原文抜粋:
* * *

それに対して、Twitter上で以下の様なコメントを頂きました。

失礼します。この論文のレビューだけで深いスクワットが必ずしもいいということにはならないと思います

その後、以下のようなやり取りがありました(議論に関係ないツイートは省略してあります)。


Twitterという、字数が限られた環境で反論するのが大変だったので、ブログで反論させてもらうことにしました。

 

私の反論

まず、「垂直跳とスポーツで用いられる各跳躍は異なる」という点について。それはその通りだと思います。しかし、元のブログ記事を読んで頂ければわかるように、私が否定・非難しているのは「スポーツ競技中のジャンプではそれほど深くしゃがまないから、クウォータースクワットの方が特異的で効果的なトレーニングができる」という思考です。つまり「向上させたい動作と可動域が似ているエクササイズのほうがトレーニング効果が高いorパフォーマンス向上に直結する」という考え方です(残念ながら、このような考えをするアスリートやコーチは多く、私がS&Cコーチとして深いスクワットをやらせようとしても「競技中はそんなにしゃがまないから意味無いじゃん」と反論されることもしばしばです)。もしこの考え方が正しいのであれば、垂直跳と可動域が似ているクウォータースクワットのほうが、垂直跳能力向上のトレーニング効果が高いはずですが、この研究ではそのような結果にはなりませんでした。つまり、この考え方を否定する1つのエビデンスになったという事です。この点において、「垂直跳とスポーツで用いられる各跳躍は異なる」という事実はまったく関係ないので、そこを指摘したりそこに拘ったりするのは的外れです。

また、私は(適切なフォームを維持できる範囲内で全可動域を使う)フルスクワット推奨派ですが、フルスクワットを推奨する理由をこの研究結果に求めてはいません。あくまでも「向上させたい動作と可動域が似ているエクササイズのほうがトレーニング効果が高いorパフォーマンス向上に直結する」という考え方を否定する目的でこの研究結果を使ったにすぎません。フルスクワットを推奨する理由については、「フルスクワットは重いウエイトを用いてより多くの筋をより大きな可動域でトレーニングできるエクササイズです。これにより、多くの筋を全可動域で鍛える事が可能になり、それがスポーツ競技のいろいろな動作のパフォーマンス向上に貢献するという考えです。」と元のブログ記事で説明しています。したがって「この論文のレビューだけで深いスクワットが必ずしもいいということにはならない」とか「必ずしも効果が『浅いもの<深いもの』と断定までは出来ない」とか「 深い浅いの良し悪しを断定することに,あの論文は十分なエビデンスかどうかというのが疑問なだけです」といった指摘も的外れです。そもそも、そんなこと言っていないので。

* * *

設問一覧:
- 1) 原文抜粋の最後の段落で、筆者が「的外れ」だとする指摘として鉤括弧付きで挙げられている文言をすべて書き出してください。
- 2) 原文抜粋に基づき、次の問いに答えてください。
(a) 筆者がTwitterではなくブログで反論することにしたのはなぜですか。
(b) S&Cコーチとして深いスクワットをやらせようとした筆者は、しばしばどのような言葉で反論されますか。
(c) 筆者は自らを何の推奨派だと述べていますか。
- 3) 原文抜粋から、「それに対して、Twitter上で以下の様なコメントを頂きました。」を含む語句で始まり「拘ったりするのは的外れです。」で終わる部分を抜き出してください。
データは参照しなくても解答できます。

提供データ:

* * *

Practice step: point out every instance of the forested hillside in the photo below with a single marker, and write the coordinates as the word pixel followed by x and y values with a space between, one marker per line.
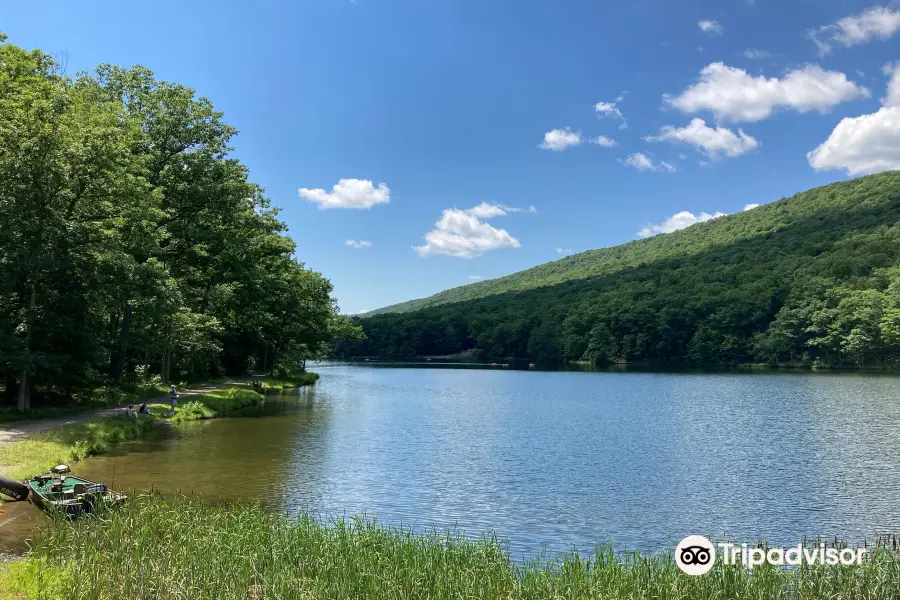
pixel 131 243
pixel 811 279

* * *

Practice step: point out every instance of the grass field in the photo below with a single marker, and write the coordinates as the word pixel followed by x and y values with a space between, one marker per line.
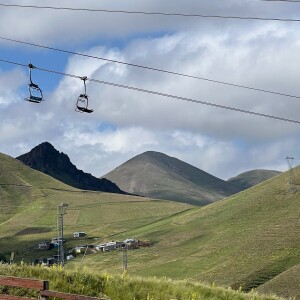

* * *

解答一覧:
- 1)
・この論文のレビューだけで深いスクワットが必ずしもいいということにはならない
・必ずしも効果が『浅いもの<深いもの』と断定までは出来ない
・深い浅いの良し悪しを断定することに,あの論文は十分なエビデンスかどうかというのが疑問なだけです

- 2)
(a) Twitterという字数が限られた環境で反論するのが大変だったから。
(b) 「競技中はそんなにしゃがまないから意味無いじゃん」
(c) 適切なフォームを維持できる範囲内で全可動域を使うフルスクワットの推奨派。

- 3)
それに対して、Twitter上で以下の様なコメントを頂きました。

失礼します。この論文のレビューだけで深いスクワットが必ずしもいいということにはならないと思います

その後、以下のようなやり取りがありました(議論に関係ないツイートは省略してあります)。


Twitterという、字数が限られた環境で反論するのが大変だったので、ブログで反論させてもらうことにしました。

 

私の反論

まず、「垂直跳とスポーツで用いられる各跳躍は異なる」という点について。それはその通りだと思います。しかし、元のブログ記事を読んで頂ければわかるように、私が否定・非難しているのは「スポーツ競技中のジャンプではそれほど深くしゃがまないから、クウォータースクワットの方が特異的で効果的なトレーニングができる」という思考です。つまり「向上させたい動作と可動域が似ているエクササイズのほうがトレーニング効果が高いorパフォーマンス向上に直結する」という考え方です(残念ながら、このような考えをするアスリートやコーチは多く、私がS&Cコーチとして深いスクワットをやらせようとしても「競技中はそんなにしゃがまないから意味無いじゃん」と反論されることもしばしばです)。もしこの考え方が正しいのであれば、垂直跳と可動域が似ているクウォータースクワットのほうが、垂直跳能力向上のトレーニング効果が高いはずですが、この研究ではそのような結果にはなりませんでした。つまり、この考え方を否定する1つのエビデンスになったという事です。この点において、「垂直跳とスポーツで用いられる各跳躍は異なる」という事実はまったく関係ないので、そこを指摘したりそこに拘ったりするのは的外れです。